Point localization data:

───

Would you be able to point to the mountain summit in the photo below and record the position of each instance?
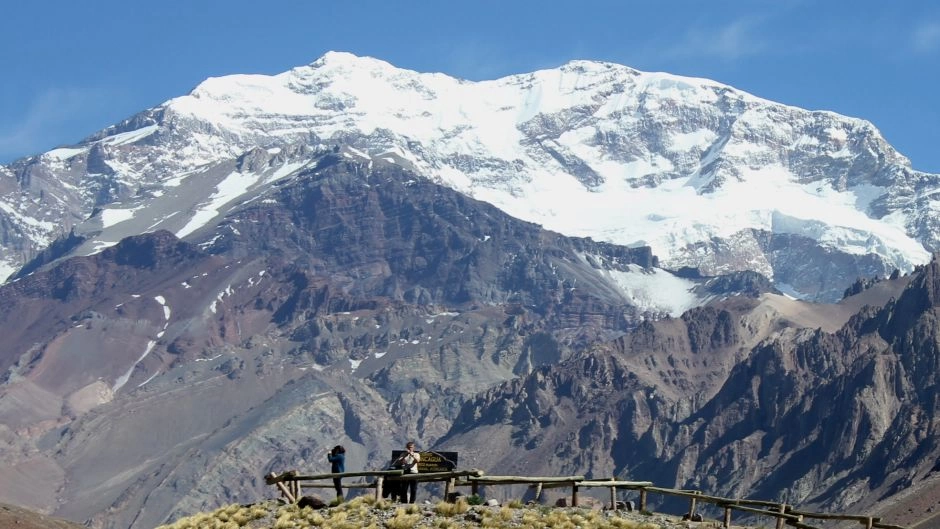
(579, 269)
(708, 176)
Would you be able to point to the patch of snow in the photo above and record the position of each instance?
(110, 217)
(153, 376)
(64, 153)
(121, 380)
(124, 138)
(230, 188)
(655, 289)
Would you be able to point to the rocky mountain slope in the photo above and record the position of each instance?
(828, 407)
(346, 304)
(708, 176)
(240, 278)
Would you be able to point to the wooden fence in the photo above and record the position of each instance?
(291, 484)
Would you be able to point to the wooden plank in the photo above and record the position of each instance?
(273, 478)
(287, 495)
(827, 516)
(618, 484)
(765, 512)
(370, 473)
(330, 485)
(525, 479)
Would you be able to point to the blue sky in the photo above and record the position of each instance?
(70, 68)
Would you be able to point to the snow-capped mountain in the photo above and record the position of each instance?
(708, 176)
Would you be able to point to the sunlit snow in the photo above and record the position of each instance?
(110, 217)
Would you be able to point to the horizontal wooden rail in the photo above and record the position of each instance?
(827, 516)
(520, 480)
(317, 477)
(615, 483)
(772, 514)
(288, 483)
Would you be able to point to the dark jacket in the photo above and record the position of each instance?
(338, 462)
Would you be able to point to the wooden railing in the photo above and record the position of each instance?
(290, 484)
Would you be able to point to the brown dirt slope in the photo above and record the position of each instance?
(16, 517)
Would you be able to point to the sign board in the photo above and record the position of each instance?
(432, 461)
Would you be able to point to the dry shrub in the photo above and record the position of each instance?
(452, 509)
(402, 520)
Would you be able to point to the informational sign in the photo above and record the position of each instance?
(432, 461)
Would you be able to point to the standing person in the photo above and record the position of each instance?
(409, 463)
(337, 459)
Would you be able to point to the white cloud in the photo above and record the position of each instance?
(734, 40)
(926, 37)
(40, 127)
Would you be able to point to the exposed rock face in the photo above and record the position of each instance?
(347, 305)
(731, 401)
(236, 288)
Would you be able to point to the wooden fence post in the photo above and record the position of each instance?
(613, 496)
(448, 489)
(286, 493)
(783, 510)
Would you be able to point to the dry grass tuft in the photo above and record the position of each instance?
(452, 509)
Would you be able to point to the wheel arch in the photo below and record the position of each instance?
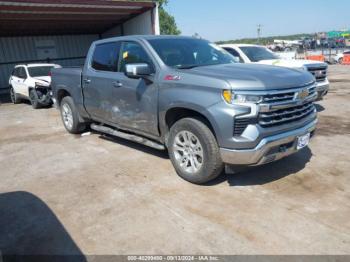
(62, 93)
(175, 113)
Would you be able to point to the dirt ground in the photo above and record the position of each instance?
(65, 194)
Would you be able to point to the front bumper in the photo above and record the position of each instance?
(322, 89)
(269, 149)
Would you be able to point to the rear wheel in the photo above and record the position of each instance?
(70, 116)
(194, 151)
(14, 96)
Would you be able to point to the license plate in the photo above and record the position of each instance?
(303, 141)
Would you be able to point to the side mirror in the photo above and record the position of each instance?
(236, 59)
(139, 70)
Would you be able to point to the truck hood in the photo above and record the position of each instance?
(292, 63)
(256, 77)
(43, 79)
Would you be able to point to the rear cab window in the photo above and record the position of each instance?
(106, 56)
(132, 53)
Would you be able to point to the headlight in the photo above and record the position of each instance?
(303, 68)
(41, 84)
(232, 98)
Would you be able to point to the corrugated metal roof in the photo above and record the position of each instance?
(45, 17)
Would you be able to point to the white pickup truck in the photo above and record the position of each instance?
(31, 82)
(261, 55)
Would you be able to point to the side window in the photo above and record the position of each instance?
(22, 73)
(234, 53)
(105, 57)
(15, 72)
(131, 53)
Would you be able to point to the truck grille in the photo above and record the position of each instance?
(284, 116)
(279, 108)
(285, 97)
(320, 73)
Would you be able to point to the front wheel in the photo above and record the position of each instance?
(70, 116)
(34, 100)
(194, 151)
(14, 96)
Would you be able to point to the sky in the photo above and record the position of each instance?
(218, 20)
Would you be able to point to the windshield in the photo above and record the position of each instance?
(39, 71)
(185, 53)
(256, 54)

───

Goal of the exercise: Print all the entries again exactly as written, but without the pictures.

Response:
Would you be able to point to the mountain summit in the photo below and record the position of each instance?
(579, 269)
(708, 176)
Would you be able to point to the patch of snow in the photo above and record the position of each instance?
(110, 217)
(153, 376)
(64, 153)
(121, 380)
(124, 138)
(230, 188)
(655, 289)
Would you be able to point to the rocky mountain slope in the photo above and record the position of each instance?
(828, 407)
(346, 304)
(708, 176)
(240, 278)
Would you be able to point to the wooden fence in the photo above and record the position of each instance?
(291, 484)
Would you be able to point to the wooden plank in the photo above and record the position of each instance?
(273, 478)
(287, 495)
(827, 516)
(618, 484)
(765, 512)
(370, 473)
(330, 485)
(525, 479)
Would you be able to point to the blue sky in the photo above and record the position of each instance?
(70, 68)
Would you be able to point to the snow-capped mountain in the photo above and record the position of each instance?
(708, 176)
Would you be able to point to the sunlit snow in the photo above and record the position of each instance?
(110, 217)
Would you be able to point to the horizontal wooden rail in the photo above and record the position of each instance?
(827, 516)
(520, 480)
(317, 477)
(615, 483)
(772, 514)
(288, 483)
Would you be able to point to the dark jacket in the photo above and record the position of each instance?
(338, 462)
Would you be able to point to the wooden railing in the photo above and record the position of each instance?
(290, 484)
Would you be able to point to the brown dirt slope in the photo above and record the position of each instance?
(16, 517)
Would you be able to point to the sign board in the photo above and record the position of each instance?
(432, 461)
Would you be able to point to the dry shrub in the photo above and record the position of each instance?
(452, 509)
(402, 520)
Would you be able to point to the informational sign in the photo above and record the position of each instance?
(432, 461)
Would you be able to point to the standing person in the photo above and record the position of each instance?
(409, 463)
(337, 459)
Would you be able to point to the white cloud in the photo above and record the position of each instance?
(734, 40)
(926, 37)
(40, 127)
Would you be able to point to the exposed rock face in the photo above and record the position of each instance?
(347, 305)
(731, 401)
(236, 288)
Would you be able to point to the wooden fence post in the photo above and record the position of each instance?
(613, 496)
(448, 489)
(286, 493)
(783, 510)
Would you be able to point to the dry grass tuft in the photo above and record the position of each instance?
(452, 509)
Would you be able to point to the wheel arch in the photo below and record the position of each instance?
(62, 93)
(175, 113)
Would you be able to point to the dirt ground in the photo above and record the position of each instance?
(65, 194)
Would you be able to point to the front bumper in the photo above and record the position of each instance?
(322, 89)
(269, 149)
Would you be able to point to the rear wheel in the photo above and record the position of each instance?
(70, 116)
(194, 151)
(14, 96)
Would you be able to point to the license plate in the photo above and record the position of each instance?
(303, 141)
Would you be able to point to the side mirror in the photo above and record the position of each instance?
(236, 59)
(139, 70)
Would you be able to point to the truck hood in the photo above and record the position of each instance?
(292, 63)
(256, 77)
(43, 79)
Would you be able to point to the rear cab window in the photo above and record the position of each instance?
(106, 56)
(132, 53)
Would you be able to point to the headlight in the photo above and record the position of each instance?
(303, 68)
(41, 84)
(232, 98)
Would you be able to point to the corrugated metal roof in the photo above and record the position of each instance?
(45, 17)
Would you be able to point to the white pickup truck in the photo above and record the position of each instance?
(31, 82)
(261, 55)
Would you be able to point to the side window in the photo above and record the position of each instance?
(22, 73)
(234, 53)
(105, 57)
(15, 72)
(131, 53)
Would you be able to point to the truck grille in the photo above and record the position of each instance?
(284, 116)
(279, 108)
(285, 97)
(320, 73)
Would you be able to point to the front wheel in the photo above and record the position of each instance?
(70, 116)
(34, 100)
(194, 151)
(14, 96)
Would you be able to point to the sky in the photo above and record the position of each instance?
(218, 20)
Would you be able to point to the windshield in the photo above and record the position of each instance?
(39, 71)
(185, 53)
(256, 54)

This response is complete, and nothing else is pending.